MATERIAL FOR THE TASK:
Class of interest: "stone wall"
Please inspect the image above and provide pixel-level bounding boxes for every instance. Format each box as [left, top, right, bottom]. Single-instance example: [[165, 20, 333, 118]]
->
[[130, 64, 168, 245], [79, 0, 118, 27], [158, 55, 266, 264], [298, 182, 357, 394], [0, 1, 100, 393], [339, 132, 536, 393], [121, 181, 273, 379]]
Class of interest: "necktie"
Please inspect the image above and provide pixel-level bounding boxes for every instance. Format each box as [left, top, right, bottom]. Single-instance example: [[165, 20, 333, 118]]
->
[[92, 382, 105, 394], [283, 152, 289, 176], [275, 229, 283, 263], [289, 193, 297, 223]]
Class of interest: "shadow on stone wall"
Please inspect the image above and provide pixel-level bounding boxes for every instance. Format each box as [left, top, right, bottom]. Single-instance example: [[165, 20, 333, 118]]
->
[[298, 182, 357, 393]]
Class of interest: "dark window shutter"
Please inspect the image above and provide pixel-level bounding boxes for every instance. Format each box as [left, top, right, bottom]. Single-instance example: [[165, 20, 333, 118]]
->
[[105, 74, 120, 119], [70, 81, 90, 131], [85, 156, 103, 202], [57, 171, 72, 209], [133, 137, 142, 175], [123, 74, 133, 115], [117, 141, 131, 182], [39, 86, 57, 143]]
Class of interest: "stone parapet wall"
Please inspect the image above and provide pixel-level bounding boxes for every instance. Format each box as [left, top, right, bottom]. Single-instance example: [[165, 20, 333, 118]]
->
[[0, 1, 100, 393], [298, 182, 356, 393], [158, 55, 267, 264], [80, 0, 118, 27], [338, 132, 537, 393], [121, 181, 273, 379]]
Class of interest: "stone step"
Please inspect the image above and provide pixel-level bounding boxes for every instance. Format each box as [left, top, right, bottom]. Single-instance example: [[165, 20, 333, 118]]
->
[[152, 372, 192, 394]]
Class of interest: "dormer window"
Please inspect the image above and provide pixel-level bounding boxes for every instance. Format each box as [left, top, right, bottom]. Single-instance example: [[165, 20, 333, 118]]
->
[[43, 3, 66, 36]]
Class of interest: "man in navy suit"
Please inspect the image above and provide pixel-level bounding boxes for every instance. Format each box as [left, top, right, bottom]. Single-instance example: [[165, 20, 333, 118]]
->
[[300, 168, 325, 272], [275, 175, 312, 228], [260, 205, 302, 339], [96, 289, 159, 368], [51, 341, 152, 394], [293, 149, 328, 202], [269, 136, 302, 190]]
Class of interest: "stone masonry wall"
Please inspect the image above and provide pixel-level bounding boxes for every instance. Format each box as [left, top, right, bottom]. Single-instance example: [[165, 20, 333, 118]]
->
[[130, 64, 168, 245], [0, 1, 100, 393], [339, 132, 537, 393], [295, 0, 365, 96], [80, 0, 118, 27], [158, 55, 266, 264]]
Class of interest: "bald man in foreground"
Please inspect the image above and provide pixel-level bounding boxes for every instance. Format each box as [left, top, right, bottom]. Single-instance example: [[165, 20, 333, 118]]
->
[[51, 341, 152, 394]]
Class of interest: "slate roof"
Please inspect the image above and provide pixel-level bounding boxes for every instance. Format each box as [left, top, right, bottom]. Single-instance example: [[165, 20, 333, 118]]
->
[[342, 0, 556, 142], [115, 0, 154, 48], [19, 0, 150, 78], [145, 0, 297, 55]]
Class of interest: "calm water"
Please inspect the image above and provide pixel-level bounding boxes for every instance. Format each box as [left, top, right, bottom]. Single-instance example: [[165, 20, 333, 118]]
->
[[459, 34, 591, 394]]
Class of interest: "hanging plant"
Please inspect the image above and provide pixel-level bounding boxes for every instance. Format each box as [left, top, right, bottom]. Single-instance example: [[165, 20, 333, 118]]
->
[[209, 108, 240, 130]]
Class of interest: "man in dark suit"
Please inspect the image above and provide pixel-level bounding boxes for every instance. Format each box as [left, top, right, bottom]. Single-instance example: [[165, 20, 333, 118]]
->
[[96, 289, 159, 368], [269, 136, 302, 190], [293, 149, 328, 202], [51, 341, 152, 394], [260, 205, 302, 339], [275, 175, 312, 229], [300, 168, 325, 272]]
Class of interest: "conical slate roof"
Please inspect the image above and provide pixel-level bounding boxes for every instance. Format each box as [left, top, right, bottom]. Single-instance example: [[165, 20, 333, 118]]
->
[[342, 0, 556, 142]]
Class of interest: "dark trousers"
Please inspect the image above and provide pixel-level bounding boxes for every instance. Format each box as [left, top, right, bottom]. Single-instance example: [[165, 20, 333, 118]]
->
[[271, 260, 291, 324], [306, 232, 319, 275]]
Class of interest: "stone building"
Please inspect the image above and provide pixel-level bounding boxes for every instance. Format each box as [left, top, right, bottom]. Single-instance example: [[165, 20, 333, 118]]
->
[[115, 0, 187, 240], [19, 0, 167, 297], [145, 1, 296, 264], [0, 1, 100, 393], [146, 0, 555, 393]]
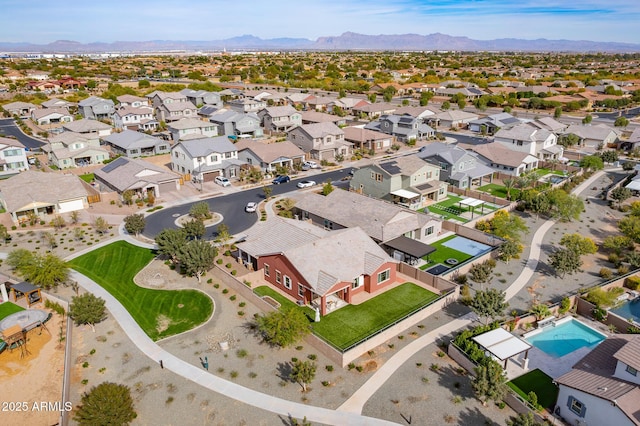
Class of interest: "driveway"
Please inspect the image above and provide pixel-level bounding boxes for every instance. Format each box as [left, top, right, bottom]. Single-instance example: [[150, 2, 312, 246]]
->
[[0, 118, 46, 151], [143, 169, 348, 239]]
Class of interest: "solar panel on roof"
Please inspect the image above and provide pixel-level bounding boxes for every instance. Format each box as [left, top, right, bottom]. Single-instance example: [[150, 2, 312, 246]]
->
[[102, 157, 127, 173]]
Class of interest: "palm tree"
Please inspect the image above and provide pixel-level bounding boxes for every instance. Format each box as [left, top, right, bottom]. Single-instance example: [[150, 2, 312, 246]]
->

DO THIS: Could you write out the stretch from the first line through the line containing "536, 393], [121, 181, 273, 379]]", both ends included and requests too, with each bounding-box coordinate in the answers multiplied by 0.75 and rounded to a whole number, halves rounding up? Leave the format sample in the request unchanged, and give only those lines.

FULL SOLUTION:
Class of interest: "stone wall"
Please inspect the image above and provide pixel-level bounding boxes for every instance. Format each box as [left, top, right, bottom]. Single-instance example: [[165, 20, 333, 118]]
->
[[98, 48, 126, 184], [59, 0, 89, 20], [119, 41, 200, 198], [224, 137, 268, 296], [0, 1, 75, 295], [254, 99, 402, 295], [91, 136, 205, 284]]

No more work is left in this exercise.